— AUFGABE 1 —
Prüfe, ob die folgenden Aussagen mit dem Text über die Cimmerische Sibylle übereinstimmen, und antworte jeweils mit Ja oder Nein samt den entscheidenden Worten des Textes als wörtlichem Zitat: (a) Laktanz unterscheidet nach Varro zehn Sibyllen. (b) In der Vorhalle der Stiftskirche Vorau hält die Sibylle Cimmeria ein Buch in der Hand. (c) Die Kimmerer ließen sich um 600 v. Chr. im Zentrum Kleinasiens nieder.
— AUFGABE 2 —
Entnimm dem Text über die Cimmerische Sibylle wortgetreu den Abschnitt, der mit den Worten beginnt, die „Nach Laktanz soll“ enthalten, und mit „Sibylle von Cumae[2].“ endet.

— DOKUMENTTEXT —
<<<<
Die Cimmerische Sibylle ist eine der nach dem römischen Historiker Marcus Terentius Varro von Laktanz unterschiedenen zehn Sibyllen, die jeweils mit einem geographischen Epithet versehen sind.[1] Die Cimmerer, Kimmerer oder Kimmerier waren ein indogermanisches Reitervolk, welches nach griechischen Autoren wie Herodot ursprünglich am Kimmerischen Bosporus und im Nordkaukasus ansässig war und nach übereinstimmenden griechischen und assyrischen Quellen ab dem späten 8. Jahrhundert v. Chr. über den Kaukasus nach Kleinasien einwanderte und sich später um 600 v. Chr. im Zentrum Kleinasiens niederließ.

Sibylla Cimerienna, G. Carlone (1636–1713), Pfarrkirchen im Mühlkreis/Oberösterreich
Prophet Daniel mit der Cimmerischen Sibylle, 1503, Glasfenster in der Kathedrale von Auch, Frankreich
In der Vorhalle der Stiftskirche Vorau befindet sich ein Bildzyklus von zwölf Sibyllen. Auf der linken Seitenwand neben dem Eingang zur Lorettokapelle ist die Sibylle Cimmeria mit einem Stern in der Hand zu sehen. Darüber die Inschrift „Hunc gentes Adorabunt“

Nach Laktanz soll der römische Dichter Gnaeus Naevius in seinem Epos Punica von einer Cimmerischen Sibylle in Italien berichtet haben. Laktanz unterscheidet sie damit von der ebenfalls in Italien vermuteten Sibylle von Cumae[2].
>>>>
— Datensatzeinträge —
<<<<
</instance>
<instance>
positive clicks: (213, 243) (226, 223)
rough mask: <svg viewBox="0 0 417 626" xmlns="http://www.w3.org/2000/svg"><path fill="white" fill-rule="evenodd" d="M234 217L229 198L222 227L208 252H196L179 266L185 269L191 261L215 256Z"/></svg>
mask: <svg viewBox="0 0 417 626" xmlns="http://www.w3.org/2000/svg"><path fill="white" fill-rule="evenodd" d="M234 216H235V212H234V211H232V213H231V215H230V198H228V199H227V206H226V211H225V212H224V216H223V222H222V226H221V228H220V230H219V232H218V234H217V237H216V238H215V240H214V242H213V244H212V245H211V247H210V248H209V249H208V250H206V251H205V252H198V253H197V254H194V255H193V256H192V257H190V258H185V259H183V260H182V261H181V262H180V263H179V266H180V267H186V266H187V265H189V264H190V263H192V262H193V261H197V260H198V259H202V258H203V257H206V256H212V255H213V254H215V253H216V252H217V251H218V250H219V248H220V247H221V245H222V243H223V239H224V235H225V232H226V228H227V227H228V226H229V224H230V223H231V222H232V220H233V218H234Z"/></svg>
>>>>
— ERWARTETE AUSGABE 1 —
(a) Ja: „nach dem römischen Historiker Marcus Terentius Varro von Laktanz unterschiedenen zehn Sibyllen“
(b) Nein: „ist die Sibylle Cimmeria mit einem Stern in der Hand zu sehen“
(c) Ja: „sich später um 600 v. Chr. im Zentrum Kleinasiens niederließ“

— ERWARTETE AUSGABE 2 —
Nach Laktanz soll der römische Dichter Gnaeus Naevius in seinem Epos Punica von einer Cimmerischen Sibylle in Italien berichtet haben. Laktanz unterscheidet sie damit von der ebenfalls in Italien vermuteten Sibylle von Cumae[2].